● DOCUMENT TEXT
Find Median from Data Stream — median of all elements seen so far.
Merge K Sorted Lists — merge k sorted linked lists in O(n log k).
Adjacency List (vector<vector<int>>) is used for 95% of problems. It uses O(V + E) memory and is optimal for sparse graphs. Adjacency Matrix (vector<vector<bool>>) uses O(V²) memory, which causes Memory Limit Exceeded for V > 10,000. Only use a matrix for dense graphs or when you need O(1) edge existence lookups (like Floyd-Warshall).
BFS searches layer by layer. Reach for BFS when asked for the shortest path in an unweighted graph, or when modeling "moves" in a grid puzzle. DFS plunges to the bottom of a path before backtracking. Reach for DFS when investigating connectivity, counting components, finding cycles, or doing backtracking where you need to track the current path state.

● CHALLENGE A
Rewrite the algorithm notes paragraph beginning "BFS searches layer by layer" as a brief list, keeping its main facts.
● CHALLENGE B
Reproduce only the stretch of entries from the line containing "tag the main" through the line containing "<point>1262,473</point>", requests included. Reduce every point coordinate in the answers by 105.

● DATASET ENTRIES
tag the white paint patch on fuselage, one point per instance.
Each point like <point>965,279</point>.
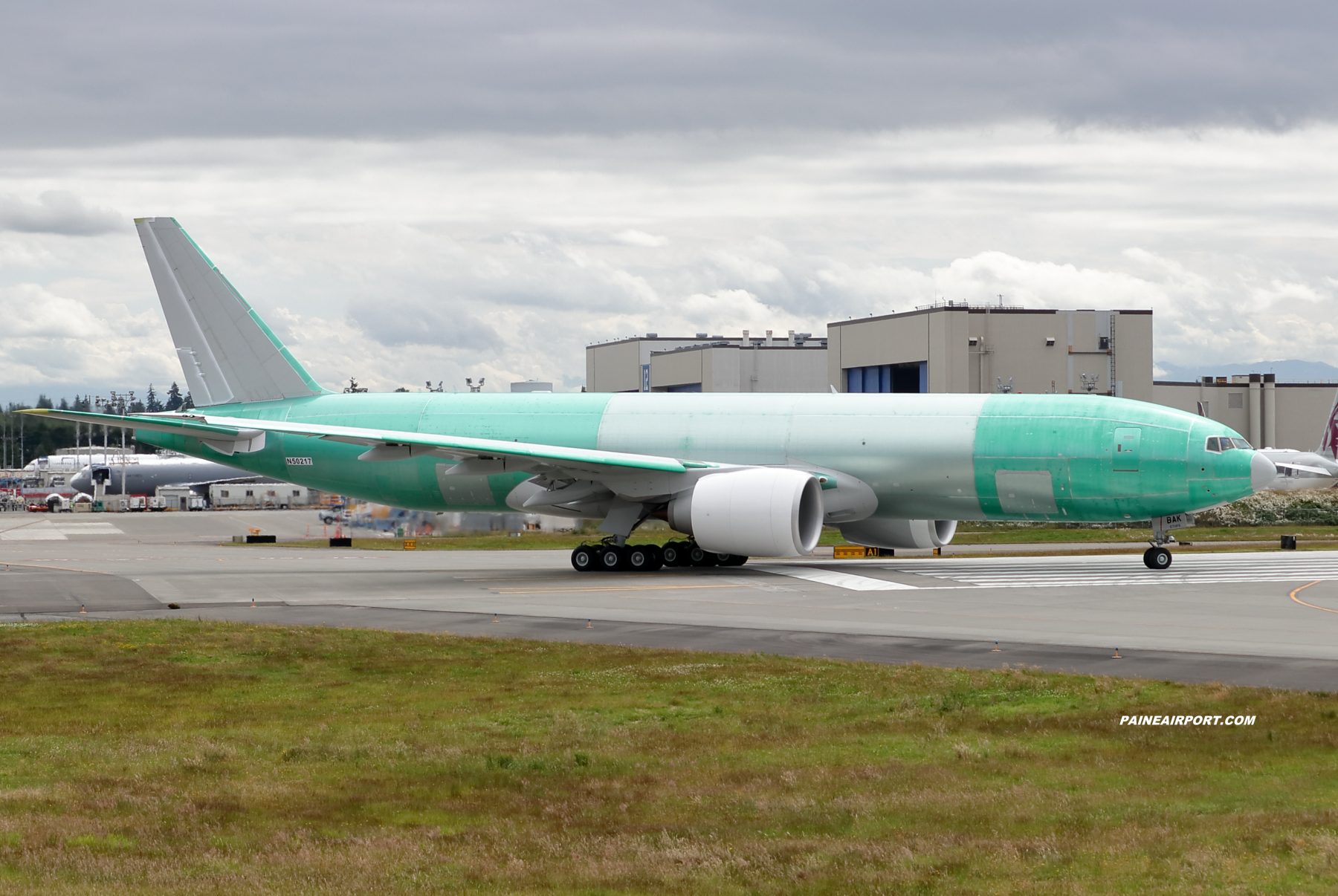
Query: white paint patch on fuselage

---

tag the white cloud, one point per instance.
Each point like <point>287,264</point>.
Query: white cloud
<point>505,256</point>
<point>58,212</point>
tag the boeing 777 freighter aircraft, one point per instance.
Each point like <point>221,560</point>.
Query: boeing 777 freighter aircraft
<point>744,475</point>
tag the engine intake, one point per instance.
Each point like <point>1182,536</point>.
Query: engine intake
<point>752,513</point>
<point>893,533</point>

==

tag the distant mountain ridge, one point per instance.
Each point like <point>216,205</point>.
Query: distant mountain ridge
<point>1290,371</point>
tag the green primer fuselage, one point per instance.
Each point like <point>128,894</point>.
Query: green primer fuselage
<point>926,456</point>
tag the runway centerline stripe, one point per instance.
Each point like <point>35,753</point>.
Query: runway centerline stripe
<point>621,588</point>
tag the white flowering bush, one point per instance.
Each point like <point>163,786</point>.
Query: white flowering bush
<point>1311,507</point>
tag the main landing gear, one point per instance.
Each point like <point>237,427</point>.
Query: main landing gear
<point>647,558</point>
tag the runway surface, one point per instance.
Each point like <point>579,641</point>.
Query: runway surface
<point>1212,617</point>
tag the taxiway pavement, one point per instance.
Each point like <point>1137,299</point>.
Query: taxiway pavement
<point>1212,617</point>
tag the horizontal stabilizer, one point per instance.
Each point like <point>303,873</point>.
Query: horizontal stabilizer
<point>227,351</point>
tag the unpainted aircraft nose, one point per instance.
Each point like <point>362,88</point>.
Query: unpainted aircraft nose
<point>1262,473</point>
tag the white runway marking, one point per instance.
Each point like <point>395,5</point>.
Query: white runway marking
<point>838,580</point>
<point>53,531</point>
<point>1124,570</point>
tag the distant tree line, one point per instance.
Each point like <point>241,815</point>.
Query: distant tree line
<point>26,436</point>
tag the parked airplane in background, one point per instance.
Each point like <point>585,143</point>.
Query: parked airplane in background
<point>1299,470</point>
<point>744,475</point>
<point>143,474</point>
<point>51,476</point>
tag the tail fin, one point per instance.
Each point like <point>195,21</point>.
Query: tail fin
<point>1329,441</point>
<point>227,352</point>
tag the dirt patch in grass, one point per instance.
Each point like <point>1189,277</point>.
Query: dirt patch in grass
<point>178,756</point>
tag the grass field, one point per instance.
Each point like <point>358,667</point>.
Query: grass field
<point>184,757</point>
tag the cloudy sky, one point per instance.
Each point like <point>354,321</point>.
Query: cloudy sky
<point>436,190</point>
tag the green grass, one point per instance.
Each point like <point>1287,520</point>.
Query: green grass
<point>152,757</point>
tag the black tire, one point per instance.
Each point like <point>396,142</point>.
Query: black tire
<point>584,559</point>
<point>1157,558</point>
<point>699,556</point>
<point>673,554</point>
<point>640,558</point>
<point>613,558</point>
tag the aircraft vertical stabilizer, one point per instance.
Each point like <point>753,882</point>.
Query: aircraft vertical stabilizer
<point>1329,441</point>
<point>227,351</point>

● EXERCISE RESPONSE A
- BFS: searches layer by layer. Use it for shortest paths in unweighted graphs or for modeling moves in a grid puzzle.
- DFS: goes to the bottom of a path before backtracking. Use it for connectivity, counting components, finding cycles, or backtracking that tracks the current path state.

● EXERCISE RESPONSE B
tag the main landing gear, one point per instance.
Each point like <point>237,427</point>.
Query: main landing gear
<point>542,453</point>
tag the runway surface, one point per instance.
Each point like <point>579,641</point>.
Query: runway surface
<point>1107,512</point>
tag the taxiway pavement, one point per instance.
Each point like <point>1137,299</point>.
Query: taxiway pavement
<point>1107,512</point>
tag the horizontal stabilizer, one point per instance.
Each point like <point>303,873</point>.
Query: horizontal stabilizer
<point>122,246</point>
tag the unpainted aircraft nose, one point per instance.
Each point like <point>362,88</point>.
Query: unpainted aircraft nose
<point>1157,368</point>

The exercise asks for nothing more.